[Image point grounding data]
· · · ·

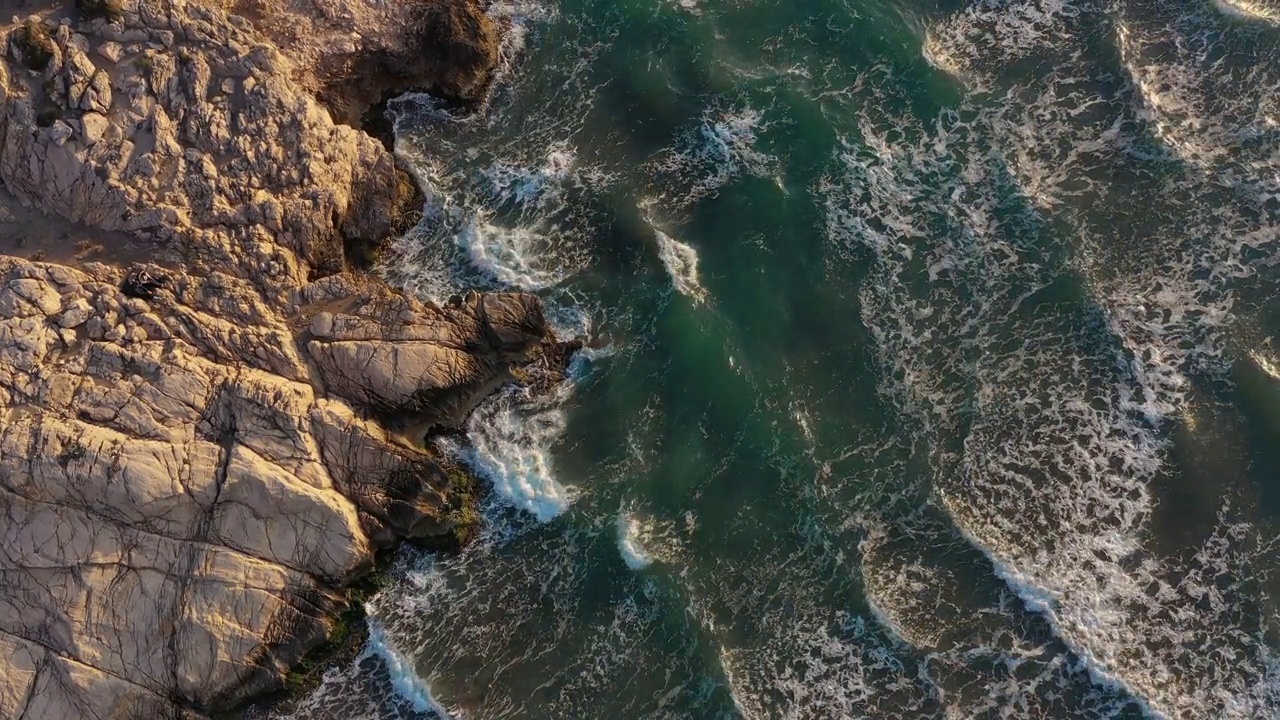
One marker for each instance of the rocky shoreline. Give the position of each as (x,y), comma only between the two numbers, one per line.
(193,474)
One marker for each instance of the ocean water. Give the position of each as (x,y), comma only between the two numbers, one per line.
(935,367)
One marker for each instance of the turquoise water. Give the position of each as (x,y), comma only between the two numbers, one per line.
(935,367)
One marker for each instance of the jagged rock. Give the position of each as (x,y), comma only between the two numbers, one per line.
(94,127)
(187,481)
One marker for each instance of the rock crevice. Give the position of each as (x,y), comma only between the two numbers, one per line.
(188,479)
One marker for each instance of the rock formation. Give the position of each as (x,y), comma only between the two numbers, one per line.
(187,482)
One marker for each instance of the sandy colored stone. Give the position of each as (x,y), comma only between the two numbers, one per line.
(187,481)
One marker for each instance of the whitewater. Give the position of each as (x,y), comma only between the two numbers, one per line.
(932,368)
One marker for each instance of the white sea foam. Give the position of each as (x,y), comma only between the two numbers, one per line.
(1059,446)
(1262,10)
(405,680)
(644,540)
(681,264)
(531,187)
(511,446)
(630,532)
(720,150)
(510,255)
(1266,363)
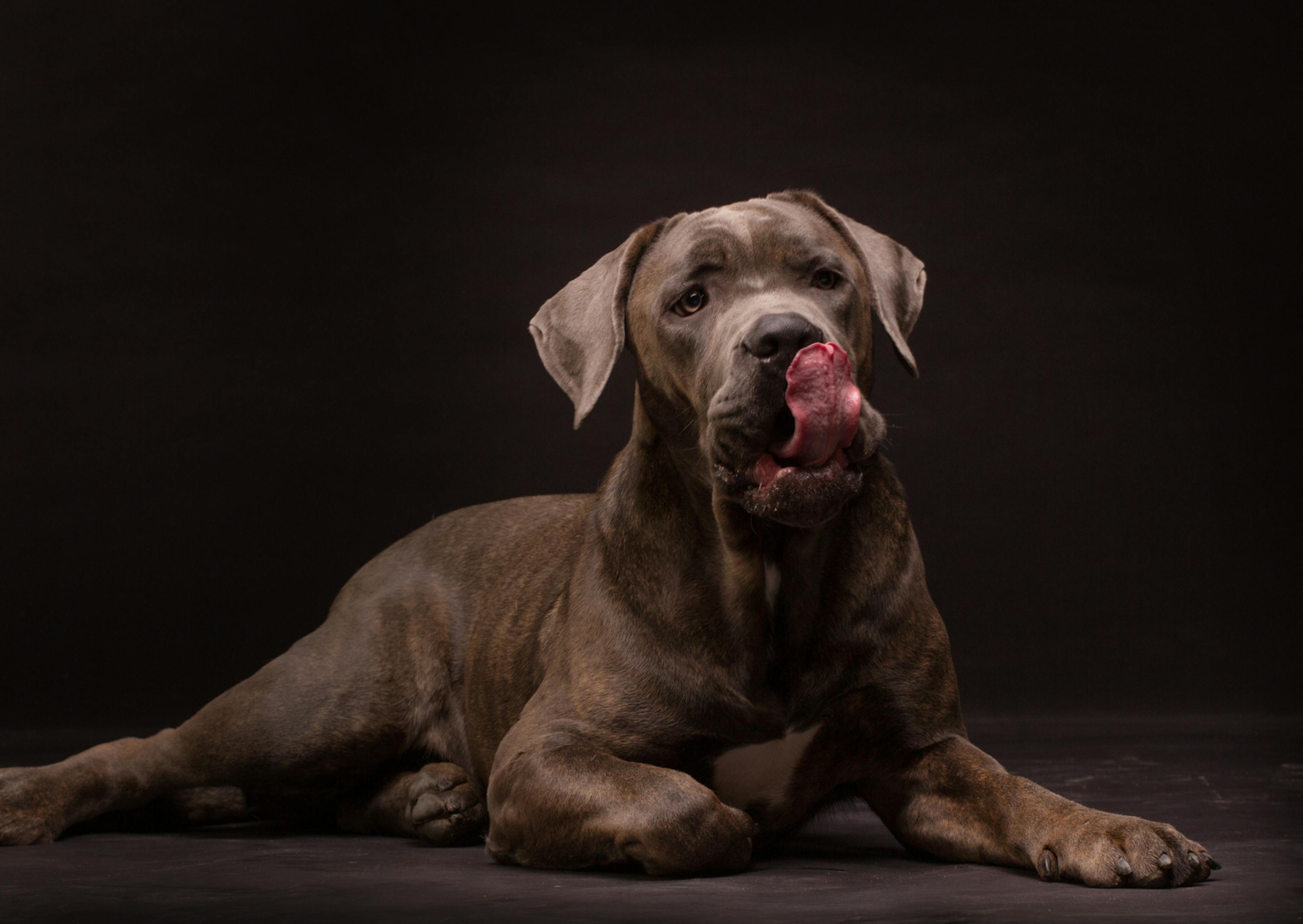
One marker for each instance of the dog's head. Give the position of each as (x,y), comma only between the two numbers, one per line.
(754,334)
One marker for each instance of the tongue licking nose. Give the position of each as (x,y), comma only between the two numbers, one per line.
(825,404)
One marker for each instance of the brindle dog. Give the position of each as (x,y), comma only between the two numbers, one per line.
(712,647)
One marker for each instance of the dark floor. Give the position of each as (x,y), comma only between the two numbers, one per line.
(1233,784)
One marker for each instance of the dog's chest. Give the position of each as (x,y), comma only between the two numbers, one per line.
(760,773)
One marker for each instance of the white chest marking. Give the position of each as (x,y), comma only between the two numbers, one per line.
(773,579)
(760,772)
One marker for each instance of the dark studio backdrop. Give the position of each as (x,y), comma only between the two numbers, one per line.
(266,273)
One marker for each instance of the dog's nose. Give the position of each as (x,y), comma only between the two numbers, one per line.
(781,337)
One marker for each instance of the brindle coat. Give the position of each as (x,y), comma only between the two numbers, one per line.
(583,674)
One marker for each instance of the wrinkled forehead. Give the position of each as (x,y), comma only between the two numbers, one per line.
(746,238)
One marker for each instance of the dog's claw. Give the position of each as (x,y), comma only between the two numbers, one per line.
(1048,866)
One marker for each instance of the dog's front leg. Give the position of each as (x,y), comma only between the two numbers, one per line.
(954,802)
(562,802)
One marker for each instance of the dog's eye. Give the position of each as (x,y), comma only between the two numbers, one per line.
(694,300)
(825,280)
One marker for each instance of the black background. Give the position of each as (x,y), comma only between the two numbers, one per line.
(266,273)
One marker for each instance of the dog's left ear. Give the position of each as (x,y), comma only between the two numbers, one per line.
(896,274)
(580,330)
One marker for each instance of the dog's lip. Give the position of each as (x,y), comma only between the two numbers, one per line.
(769,470)
(750,478)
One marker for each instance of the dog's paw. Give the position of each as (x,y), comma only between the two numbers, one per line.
(1120,850)
(28,807)
(445,806)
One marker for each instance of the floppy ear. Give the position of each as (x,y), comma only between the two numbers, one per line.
(896,274)
(580,330)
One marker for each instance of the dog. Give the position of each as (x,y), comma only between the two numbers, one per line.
(732,634)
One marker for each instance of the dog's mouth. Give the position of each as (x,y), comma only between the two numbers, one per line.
(805,475)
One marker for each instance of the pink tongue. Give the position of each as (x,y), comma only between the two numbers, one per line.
(825,403)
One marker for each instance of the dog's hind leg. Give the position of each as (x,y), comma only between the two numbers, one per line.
(307,729)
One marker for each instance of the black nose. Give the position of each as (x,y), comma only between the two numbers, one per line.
(781,337)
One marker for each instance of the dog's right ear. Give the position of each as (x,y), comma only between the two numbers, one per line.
(580,330)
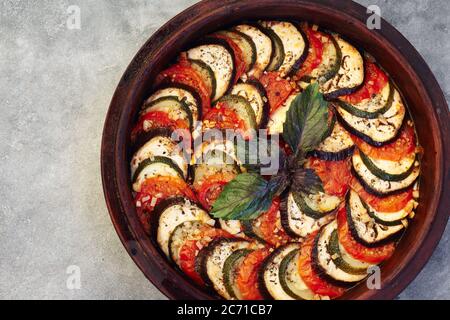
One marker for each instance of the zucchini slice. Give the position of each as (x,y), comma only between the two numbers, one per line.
(297,223)
(171,213)
(323,258)
(270,275)
(390,170)
(154,167)
(229,271)
(295,46)
(331,61)
(179,236)
(379,131)
(351,71)
(343,262)
(291,281)
(160,144)
(221,61)
(171,105)
(278,117)
(391,218)
(233,227)
(213,262)
(372,107)
(377,186)
(253,91)
(263,45)
(363,227)
(206,73)
(246,44)
(242,108)
(336,147)
(183,93)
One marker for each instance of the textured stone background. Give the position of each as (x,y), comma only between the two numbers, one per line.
(55,87)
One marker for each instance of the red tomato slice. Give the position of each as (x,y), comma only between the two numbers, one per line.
(211,188)
(357,250)
(402,147)
(374,81)
(183,73)
(270,226)
(335,175)
(190,249)
(157,119)
(156,189)
(247,274)
(309,275)
(238,55)
(392,203)
(277,89)
(315,54)
(223,117)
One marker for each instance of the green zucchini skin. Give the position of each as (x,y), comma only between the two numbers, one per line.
(165,160)
(334,70)
(283,267)
(212,40)
(183,105)
(322,273)
(297,65)
(240,105)
(366,138)
(307,210)
(230,266)
(333,249)
(266,107)
(365,114)
(277,58)
(375,192)
(354,233)
(382,174)
(200,65)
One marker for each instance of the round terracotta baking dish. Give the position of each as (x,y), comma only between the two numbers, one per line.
(406,67)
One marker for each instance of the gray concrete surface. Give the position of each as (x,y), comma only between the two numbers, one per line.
(55,87)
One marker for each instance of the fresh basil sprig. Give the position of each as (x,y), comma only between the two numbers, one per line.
(249,194)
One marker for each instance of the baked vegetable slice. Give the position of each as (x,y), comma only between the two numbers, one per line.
(159,144)
(336,147)
(230,267)
(219,57)
(350,75)
(377,186)
(363,226)
(270,276)
(379,131)
(290,279)
(213,260)
(171,213)
(179,236)
(278,117)
(155,167)
(390,170)
(323,258)
(263,46)
(295,46)
(172,106)
(242,107)
(298,223)
(183,93)
(253,91)
(372,107)
(246,45)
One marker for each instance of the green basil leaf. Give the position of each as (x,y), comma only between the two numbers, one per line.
(244,198)
(306,121)
(306,181)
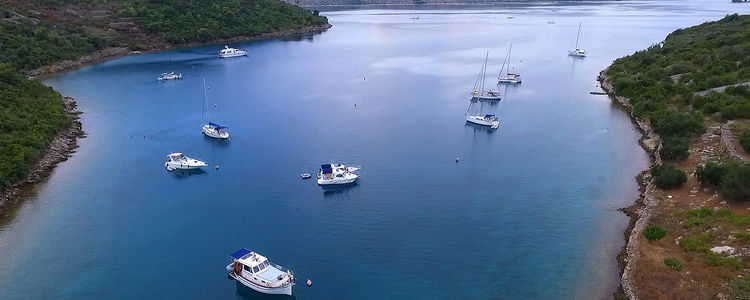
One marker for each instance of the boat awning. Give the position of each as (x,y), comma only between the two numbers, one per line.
(216,126)
(240,253)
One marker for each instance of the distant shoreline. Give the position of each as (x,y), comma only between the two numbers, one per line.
(63,145)
(118,52)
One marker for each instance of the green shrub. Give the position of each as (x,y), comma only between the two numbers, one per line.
(735,183)
(673,263)
(668,176)
(700,243)
(745,140)
(30,115)
(710,173)
(742,236)
(674,147)
(722,260)
(654,232)
(732,178)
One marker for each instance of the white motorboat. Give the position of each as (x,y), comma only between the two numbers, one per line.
(256,272)
(509,77)
(478,92)
(486,120)
(215,131)
(231,52)
(170,76)
(578,52)
(336,174)
(180,161)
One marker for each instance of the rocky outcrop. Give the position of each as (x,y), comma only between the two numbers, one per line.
(728,142)
(59,149)
(640,212)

· · · ·

[What the task asks] Repeat each entry above exactly. Omit the pictures.

[Response box]
One marker for each instance of the rocky shoreline. Give the position of each as (x,y), comma only between the two numbers, one per line.
(193,474)
One marker for each instance of the ocean water. Give the position of each as (x,y), comma only between the two numbers, one per line.
(935,367)
One marker for each instance of the turquoise water. Give the position of each as (x,y), comma only between the two numbers, one per line.
(935,367)
One marker for each instance of the jagged rock. Give the position of each as (x,y), comma only between the two numbers, one per line.
(94,127)
(187,481)
One marker for each instance of the rock crevice. Give the position of each as (x,y), comma only between the two numbers, one per line.
(188,479)
One marker for each instance of the rock formation. Give the position of each as (x,y), comma only between the two numbers, one per line.
(187,482)
One marker for each instance of the sandy colored stone. Give the position of each as (x,y), comma only between the two numbers, one per line.
(187,481)
One marker for each instance of the whitewater. Give the position of each as (x,y), comma only between the two numbers, one per line.
(932,368)
One marker for each instance of the white sea foam. Give the position of each as (x,y), comma only between the two numbers, one per line.
(1059,446)
(1262,10)
(405,680)
(644,540)
(681,264)
(531,187)
(511,446)
(630,532)
(720,150)
(510,255)
(1266,363)
One marker for each instance of the dog's head. Give the position of each as (x,y), comma only between the two numbers, one per line.
(754,334)
One marker for each instance of the tongue licking nose. Give the position of each as (x,y), comma only between the two numbers, one per line.
(825,404)
One marker for each instance of the brindle dog. Give the position of each as (x,y), comma only between the two numbers, one per line.
(712,647)
One marker for each instance of the dark floor. Give the position of each as (x,y), comma only between the two numbers, one per line.
(1233,784)
One marker for each instance of the dog's chest. Give the position of each as (x,y), comma only between the two numbers, one per line.
(760,773)
One marker for each instance of the white chest marking. Give the position of each as (x,y), comma only between the two numbers, one per line.
(773,579)
(760,772)
One marker for each instance of the dark studio backdrop. Give the position of each as (x,y), comma only between the two numbers, one per line.
(266,273)
One marker for each instance of the dog's nose. Give the position of each as (x,y), comma only between the two numbers, one per line.
(781,337)
One marker for each instance of the brindle coat. Give the position of each as (x,y), comma only between the two numbers, one per line.
(583,674)
One marker for each instance of the wrinkled forehead. Give the position of each as (x,y), comma only between the two numbers, one per line.
(746,238)
One marker for each instance of the dog's claw. Give the position of each as (x,y), comma only between the two numbers, one per line.
(1048,866)
One marker for each instance of the dog's front leg. Give the position of each as (x,y), comma only between the two numbers, one per line.
(954,802)
(562,802)
One marker for each instance of the dog's eye. Give the position of each as (x,y), comma only between the two numbers, one per line.
(694,300)
(825,280)
One marker for each instance of the black background. Give the position of each as (x,y), comma only between the two numbers, one per line.
(266,273)
One marker for each instance of the dog's left ear. Give the position of each as (x,y), comma only between the two numbers, one per line.
(896,274)
(580,330)
One marker for each instance of the dog's lip. Give the position of each as (x,y), comma only between the two numbers, one per line.
(769,470)
(750,478)
One marker for each instance of the dog's paw. Give the position of each as (x,y), comma only between the two numbers, one per line.
(1120,850)
(28,807)
(445,806)
One marker for each instance of the floppy ear. Give the position of each as (x,y), comma only between the two numbers, one per line.
(896,274)
(580,330)
One marker for each instance of the dog. Give the position of each as (x,y), comma only between the two numbers, one per line.
(732,634)
One marker for each instance of the dog's mouth. Give the position of each as (x,y), comma only between the two numbers, one per line.
(805,475)
One marker for each instance of the pink tongue. Give the position of each as (x,y), comma only between the two numbers, one per line.
(825,403)
One marker for each instance of the dog's hind leg. Give the position of each as (x,y), comma only between the two numbers, one per line.
(307,729)
One marker for each instance of the black nose. Give the position of each as (x,y), comma only between the two numbers, one per line.
(781,337)
One marker for each instance of the dog's right ear. Give the position of each as (x,y), comma only between the two numbers, one per line.
(580,330)
One marker for each instance of the zucchini slice. Give the position of each as (x,y), comma only between the two numbers, one per line.
(297,223)
(171,213)
(323,258)
(270,275)
(390,170)
(154,167)
(229,271)
(295,46)
(331,61)
(179,236)
(379,131)
(351,71)
(343,262)
(291,281)
(160,144)
(221,61)
(171,105)
(278,117)
(391,218)
(233,227)
(213,262)
(372,107)
(377,186)
(253,91)
(263,45)
(363,227)
(206,73)
(246,44)
(242,108)
(336,147)
(183,93)
One marker for each instance of the textured stone background. Give the position of each as (x,y), comma only between the two numbers, one per line.
(55,87)
One marker for each instance of the red tomato slice. Give the position of each as (x,y), comma only between the two numbers, one per line.
(211,188)
(357,250)
(402,147)
(374,81)
(183,73)
(270,226)
(335,175)
(190,249)
(157,119)
(156,189)
(247,274)
(309,275)
(238,55)
(392,203)
(277,89)
(315,54)
(223,117)
One marker for each instance of the green zucchini skin. Give the position of each as (x,y), comma only between the two numbers, one per line.
(165,160)
(334,70)
(283,267)
(212,40)
(183,105)
(322,273)
(297,65)
(240,105)
(366,138)
(307,210)
(230,266)
(333,249)
(266,107)
(365,114)
(277,58)
(375,192)
(354,233)
(382,174)
(200,65)
One marker for each instance of the round terracotta baking dish. Give the position of each as (x,y), comma only between the two numbers, one per line.
(406,67)
One marker for each instance of the gray concrete surface. Give the position of each as (x,y), comma only between the two numbers, one per line.
(55,87)
One marker for each instance of the fresh basil sprig. Give the position of each as (x,y), comma only between the two numbers, one per line.
(249,194)
One marker for each instance of the baked vegetable slice. Give the position of each as (x,y), comma only between the two numbers, one per line.
(159,144)
(336,147)
(230,267)
(219,57)
(350,75)
(377,186)
(363,226)
(270,276)
(379,131)
(290,279)
(213,260)
(171,213)
(179,236)
(278,117)
(155,167)
(390,170)
(323,258)
(263,46)
(295,46)
(172,106)
(242,107)
(298,223)
(183,93)
(253,91)
(372,107)
(246,45)
One marker for each instance of the green basil leaf. Give the position of each as (x,y), comma only between the two numbers, one per line.
(244,198)
(306,121)
(306,181)
One marker for each instance of the boat awning. Give the position of each as (x,y), comma only between the two numbers, one per line.
(216,126)
(240,253)
One marker for each instance of the distant shoreline. Give the position of each as (x,y), comma only between the two numbers, one per line.
(63,145)
(118,52)
One marker for each instance of the green shrub. Give the position of each as (x,y), comma only between the two numbers, one per line.
(735,183)
(673,263)
(668,176)
(700,243)
(745,140)
(30,115)
(710,173)
(742,236)
(674,147)
(722,260)
(654,232)
(732,178)
One marker for each instance of the white motorboat. Give the position of each as (x,y), comma only between the two numbers, one per line.
(256,272)
(509,77)
(478,92)
(486,120)
(215,131)
(231,52)
(170,76)
(578,52)
(336,174)
(180,161)
One marker for each instance of the rocky outcrop. Give the position of each as (x,y), comma only between the two numbers, one per line.
(728,142)
(59,149)
(640,212)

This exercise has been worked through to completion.